*** INFORMATION GIVEN

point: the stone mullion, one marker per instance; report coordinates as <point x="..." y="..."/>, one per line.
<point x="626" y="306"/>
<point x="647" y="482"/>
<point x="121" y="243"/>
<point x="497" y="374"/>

******
*** INFORMATION GIVEN

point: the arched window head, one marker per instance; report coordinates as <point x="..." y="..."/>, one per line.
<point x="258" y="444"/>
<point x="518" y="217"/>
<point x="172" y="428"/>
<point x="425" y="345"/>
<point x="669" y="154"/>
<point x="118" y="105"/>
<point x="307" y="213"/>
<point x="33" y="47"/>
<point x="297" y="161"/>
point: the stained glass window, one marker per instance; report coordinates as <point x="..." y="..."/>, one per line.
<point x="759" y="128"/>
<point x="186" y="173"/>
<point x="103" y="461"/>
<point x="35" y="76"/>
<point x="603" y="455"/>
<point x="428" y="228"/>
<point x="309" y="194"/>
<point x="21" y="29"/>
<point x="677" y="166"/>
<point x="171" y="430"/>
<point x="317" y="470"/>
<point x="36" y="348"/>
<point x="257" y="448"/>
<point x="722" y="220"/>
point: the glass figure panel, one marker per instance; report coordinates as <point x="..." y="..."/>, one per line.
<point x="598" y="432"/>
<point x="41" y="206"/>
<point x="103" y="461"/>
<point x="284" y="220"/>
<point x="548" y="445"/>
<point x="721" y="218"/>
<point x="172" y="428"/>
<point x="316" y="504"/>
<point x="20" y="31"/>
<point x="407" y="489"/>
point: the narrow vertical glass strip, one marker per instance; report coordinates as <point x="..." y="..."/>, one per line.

******
*** INFORMATION GIVEN

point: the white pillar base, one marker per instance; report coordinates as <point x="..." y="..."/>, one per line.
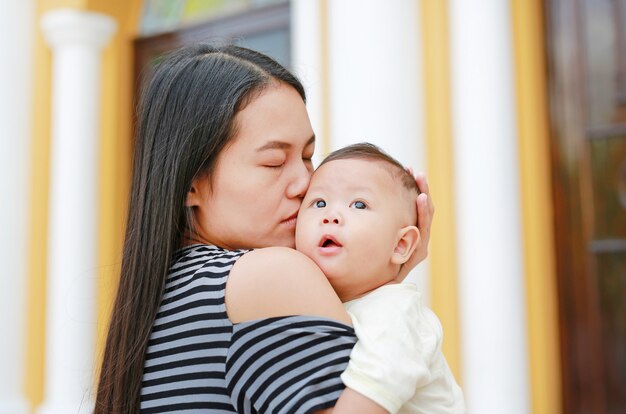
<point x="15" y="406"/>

******

#### WORK REQUIRED
Using the records above, restate word for word the lines from the one with "point: the stained" through the one with "point: the narrow", both included.

#### SOLUTION
point: the stained glass window, one marker per instance; report coordinates as <point x="..." y="..."/>, one per line.
<point x="759" y="128"/>
<point x="186" y="173"/>
<point x="103" y="461"/>
<point x="35" y="76"/>
<point x="603" y="455"/>
<point x="428" y="228"/>
<point x="309" y="194"/>
<point x="21" y="29"/>
<point x="677" y="166"/>
<point x="171" y="430"/>
<point x="317" y="470"/>
<point x="36" y="348"/>
<point x="257" y="448"/>
<point x="722" y="220"/>
point: the glass figure panel, one marker per instance; report coordinates as <point x="..." y="..."/>, one per line.
<point x="598" y="432"/>
<point x="41" y="206"/>
<point x="103" y="461"/>
<point x="284" y="220"/>
<point x="548" y="445"/>
<point x="721" y="218"/>
<point x="172" y="428"/>
<point x="316" y="504"/>
<point x="20" y="31"/>
<point x="407" y="489"/>
point: the narrow vertical glass strip, one marker per instance; report coordinates as <point x="..." y="..."/>, one per line.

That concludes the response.